TASK OBJECTIVE: Render every line of the listing below as a JSON array of strings, one string per line, leaving out any blank lines.

DATA EXTRACT:
◇ ◇ ◇ ◇ ◇ ◇ ◇

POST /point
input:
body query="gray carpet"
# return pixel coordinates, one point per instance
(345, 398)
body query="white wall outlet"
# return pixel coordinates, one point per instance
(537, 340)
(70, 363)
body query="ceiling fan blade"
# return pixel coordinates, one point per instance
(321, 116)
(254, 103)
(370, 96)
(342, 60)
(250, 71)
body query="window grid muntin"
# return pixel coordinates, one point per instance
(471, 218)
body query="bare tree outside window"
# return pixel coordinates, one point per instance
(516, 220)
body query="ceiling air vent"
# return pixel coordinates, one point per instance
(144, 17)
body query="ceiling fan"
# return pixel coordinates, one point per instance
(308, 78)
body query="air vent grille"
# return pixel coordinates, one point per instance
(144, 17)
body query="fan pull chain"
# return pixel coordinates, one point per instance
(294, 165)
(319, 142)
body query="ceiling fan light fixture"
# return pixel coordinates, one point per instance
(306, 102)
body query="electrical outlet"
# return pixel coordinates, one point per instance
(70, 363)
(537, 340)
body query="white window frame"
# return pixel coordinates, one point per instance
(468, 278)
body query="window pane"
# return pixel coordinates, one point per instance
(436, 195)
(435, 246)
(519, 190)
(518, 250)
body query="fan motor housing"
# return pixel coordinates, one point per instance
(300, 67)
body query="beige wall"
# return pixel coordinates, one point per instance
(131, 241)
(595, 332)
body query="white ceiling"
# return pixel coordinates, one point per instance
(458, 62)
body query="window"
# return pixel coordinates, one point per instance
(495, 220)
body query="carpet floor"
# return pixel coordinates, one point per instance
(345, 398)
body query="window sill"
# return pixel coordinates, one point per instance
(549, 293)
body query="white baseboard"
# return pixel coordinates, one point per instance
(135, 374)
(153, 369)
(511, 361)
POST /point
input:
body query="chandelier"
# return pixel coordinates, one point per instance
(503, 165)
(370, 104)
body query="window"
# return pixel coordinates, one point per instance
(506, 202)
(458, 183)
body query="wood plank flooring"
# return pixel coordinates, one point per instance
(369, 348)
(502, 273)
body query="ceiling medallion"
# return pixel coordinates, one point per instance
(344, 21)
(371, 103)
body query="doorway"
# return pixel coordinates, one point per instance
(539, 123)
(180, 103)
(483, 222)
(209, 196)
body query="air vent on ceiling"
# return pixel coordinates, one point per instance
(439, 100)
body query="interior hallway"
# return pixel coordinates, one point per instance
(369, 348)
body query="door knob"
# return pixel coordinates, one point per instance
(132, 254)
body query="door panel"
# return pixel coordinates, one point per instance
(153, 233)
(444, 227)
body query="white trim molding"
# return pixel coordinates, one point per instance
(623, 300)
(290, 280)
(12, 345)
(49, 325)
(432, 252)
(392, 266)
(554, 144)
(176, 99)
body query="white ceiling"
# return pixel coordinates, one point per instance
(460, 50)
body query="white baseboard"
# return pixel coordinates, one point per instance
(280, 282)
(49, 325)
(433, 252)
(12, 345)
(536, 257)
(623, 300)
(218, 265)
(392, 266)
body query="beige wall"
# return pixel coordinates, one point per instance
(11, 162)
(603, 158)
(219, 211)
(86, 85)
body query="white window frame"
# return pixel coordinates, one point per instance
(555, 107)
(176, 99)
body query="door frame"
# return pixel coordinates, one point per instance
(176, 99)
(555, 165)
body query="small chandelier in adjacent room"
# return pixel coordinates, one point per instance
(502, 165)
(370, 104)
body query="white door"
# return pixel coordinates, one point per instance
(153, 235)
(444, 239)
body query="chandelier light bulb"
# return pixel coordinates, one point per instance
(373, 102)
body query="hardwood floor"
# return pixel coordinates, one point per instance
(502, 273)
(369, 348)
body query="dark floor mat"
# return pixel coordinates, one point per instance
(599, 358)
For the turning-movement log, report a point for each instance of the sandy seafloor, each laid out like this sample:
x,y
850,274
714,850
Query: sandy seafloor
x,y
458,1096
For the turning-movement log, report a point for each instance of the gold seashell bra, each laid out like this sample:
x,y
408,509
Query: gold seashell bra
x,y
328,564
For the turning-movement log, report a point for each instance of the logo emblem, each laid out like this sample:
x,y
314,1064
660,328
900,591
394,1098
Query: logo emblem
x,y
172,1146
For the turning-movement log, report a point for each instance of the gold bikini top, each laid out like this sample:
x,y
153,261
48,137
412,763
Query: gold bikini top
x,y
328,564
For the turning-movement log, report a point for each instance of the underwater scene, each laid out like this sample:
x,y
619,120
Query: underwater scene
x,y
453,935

◇ ◇ ◇ ◇ ◇ ◇ ◇

COMPLETE OUTPUT:
[
  "POST /point",
  "input:",
  "body query=\"gray carpet\"",
  "# return pixel coordinates, one point per instance",
  "(345, 398)",
  "body query=\"white wall outlet\"",
  "# return pixel coordinates, one point per instance",
  "(537, 340)",
  "(70, 363)",
  "body query=\"ceiling fan blade\"",
  "# return pixel coordinates, one point per instance",
  "(321, 116)",
  "(254, 103)",
  "(370, 96)",
  "(342, 60)",
  "(250, 71)",
  "body query=\"window grid muntin\"",
  "# return pixel coordinates, one point per instance",
  "(471, 218)",
  "body query=\"bare tree outside window\"",
  "# return pixel coordinates, one point per instance",
  "(516, 220)",
  "body query=\"ceiling air vent\"",
  "# return pixel coordinates, one point per instance",
  "(144, 17)",
  "body query=\"ceiling fan\"",
  "# return pixel coordinates, one point per instance",
  "(308, 78)",
  "body query=\"air vent grille\"",
  "# return pixel coordinates, one point per instance",
  "(144, 17)",
  "body query=\"fan pull chain\"",
  "# return pixel coordinates, one point per instance",
  "(294, 165)",
  "(319, 142)",
  "body query=\"ceiling fan light fixture\"",
  "# return pixel coordinates, one point per instance",
  "(306, 102)",
  "body query=\"electrical outlet\"",
  "# return pixel coordinates, one point per instance",
  "(70, 363)",
  "(537, 340)",
  "body query=\"white window frame\"",
  "# return pixel coordinates, one point per instance",
  "(468, 278)",
  "body query=\"window pane\"",
  "# return pixel coordinates, one point per instance",
  "(436, 195)",
  "(435, 246)",
  "(519, 190)",
  "(518, 250)",
  "body query=\"fan motor housing\"",
  "# return pixel coordinates, one point per instance",
  "(300, 67)",
  "body query=\"beige wall\"",
  "# return pixel coordinates, one point per instance",
  "(131, 241)",
  "(595, 332)",
  "body query=\"white ceiling\"",
  "# return pixel coordinates, one point per instance",
  "(458, 62)",
  "body query=\"window\"",
  "# return pixel coordinates, one point per instance",
  "(495, 220)",
  "body query=\"carpet floor\"",
  "# return pixel coordinates, one point per instance",
  "(345, 398)",
  "body query=\"window sill\"",
  "# return pixel coordinates, one point per instance",
  "(549, 293)",
  "body query=\"white baseboard\"",
  "# return pixel coordinates, one point per instance",
  "(135, 374)",
  "(153, 369)",
  "(511, 361)",
  "POST /point",
  "input:",
  "body query=\"chandelier\"",
  "# return pixel coordinates, one point per instance",
  "(503, 165)",
  "(370, 104)",
  "body query=\"window\"",
  "# return pixel coordinates, one point per instance",
  "(506, 202)",
  "(458, 183)",
  "body query=\"wood plank flooring\"",
  "# return pixel coordinates, one point per instance",
  "(369, 348)",
  "(502, 273)",
  "body query=\"ceiling medallion\"",
  "# return pixel coordinates, one point per instance",
  "(344, 21)",
  "(371, 103)",
  "body query=\"doorway\"",
  "# return pixel coordinates, one point per instance",
  "(539, 123)",
  "(180, 103)",
  "(483, 222)",
  "(209, 196)",
  "body query=\"air vent on ceiling\"",
  "# return pixel coordinates, one point per instance",
  "(439, 100)",
  "body query=\"interior hallway\"",
  "# return pixel coordinates, one point per instance",
  "(369, 348)",
  "body query=\"door knob\"",
  "# return pixel coordinates, one point per instance",
  "(132, 254)",
  "body query=\"door panel\"",
  "# return pixel coordinates, one point per instance",
  "(153, 233)",
  "(444, 227)",
  "body query=\"white trim molding\"",
  "# return pixel coordinates, one point per instance",
  "(623, 300)",
  "(290, 280)",
  "(12, 345)",
  "(49, 325)",
  "(432, 252)",
  "(392, 266)",
  "(554, 144)",
  "(176, 99)",
  "body query=\"white ceiling\"",
  "# return pixel coordinates, one point per instance",
  "(460, 50)",
  "body query=\"white baseboard\"",
  "# return pixel coordinates, one point per instance",
  "(280, 282)",
  "(49, 325)",
  "(433, 252)",
  "(12, 345)",
  "(536, 257)",
  "(623, 300)",
  "(218, 265)",
  "(392, 266)",
  "body query=\"beige wall\"",
  "# return pixel coordinates, one point per instance",
  "(11, 162)",
  "(603, 158)",
  "(219, 211)",
  "(86, 85)",
  "body query=\"white window frame\"",
  "# return pixel coordinates, one point per instance",
  "(555, 107)",
  "(176, 99)",
  "body query=\"door frame\"",
  "# return pixel coordinates, one point per instance",
  "(176, 99)",
  "(555, 165)",
  "body query=\"small chandelier in adjacent room\"",
  "# return pixel coordinates, one point per instance",
  "(502, 165)",
  "(370, 104)",
  "body query=\"white door\"",
  "# return pixel coordinates, one point per instance",
  "(153, 235)",
  "(444, 239)",
  "body query=\"chandelier light bulb\"",
  "# return pixel coordinates, one point per instance",
  "(373, 102)",
  "body query=\"hardwood floor\"",
  "# return pixel coordinates, one point per instance",
  "(502, 273)",
  "(369, 348)",
  "body query=\"dark floor mat\"",
  "# return pixel coordinates, one point per instance",
  "(599, 358)",
  "For the turning-movement log, report a point for each instance of the sandy seafloor, each laid out like this sample:",
  "x,y",
  "850,274",
  "714,850",
  "Query: sandy seafloor",
  "x,y",
  "458,1096",
  "For the turning-movement log, report a point for each instance of the gold seashell bra, each laid out like this sample:",
  "x,y",
  "408,509",
  "Query: gold seashell bra",
  "x,y",
  "328,564",
  "For the turning-movement log, report a point for each instance of the logo emblem, each laid out like this sample:",
  "x,y",
  "314,1064",
  "660,328",
  "900,591",
  "394,1098",
  "Query: logo emblem",
  "x,y",
  "172,1146",
  "For the turning-movement log, report a point for each instance of the gold bikini top, each laid out like this sample:",
  "x,y",
  "153,261",
  "48,137",
  "412,763",
  "Query: gold bikini top",
  "x,y",
  "328,564",
  "For the turning-movement log, report a point for each instance of the underwater scene, each laid out like this sample:",
  "x,y",
  "619,120",
  "Query: underwater scene",
  "x,y",
  "453,935"
]